***** Information given *****

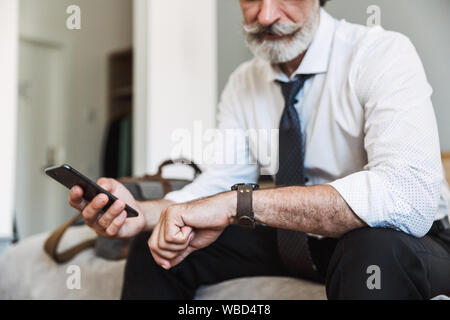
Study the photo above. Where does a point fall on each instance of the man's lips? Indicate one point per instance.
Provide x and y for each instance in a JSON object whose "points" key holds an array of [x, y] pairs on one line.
{"points": [[275, 37]]}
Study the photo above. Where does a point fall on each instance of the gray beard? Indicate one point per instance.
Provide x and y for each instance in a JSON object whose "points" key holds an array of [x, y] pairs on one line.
{"points": [[281, 51]]}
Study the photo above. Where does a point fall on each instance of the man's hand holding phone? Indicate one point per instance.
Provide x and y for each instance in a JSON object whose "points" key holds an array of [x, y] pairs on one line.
{"points": [[113, 223]]}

*****

▸ **Exercise brief**:
Copy out, word for word, the lines starting with the one containing "beard? Indicate one point per instance." and running through the final line above, with both of those lines included.

▸ **Expected answer**:
Study the photo above. Where does a point fall on each instance of the gray beard? Indicate one point per instance.
Provide x and y for each instance in a JSON object whose "points" key holds an array of [x, y] pairs on one line.
{"points": [[281, 51]]}
Study the photo above. Where does a point fall on each instance of the man's hand holding phone? Indicate one point per instance.
Provide x and y for each instance in a JSON object whose "points" key holds an array of [x, y] pairs on one line.
{"points": [[113, 223]]}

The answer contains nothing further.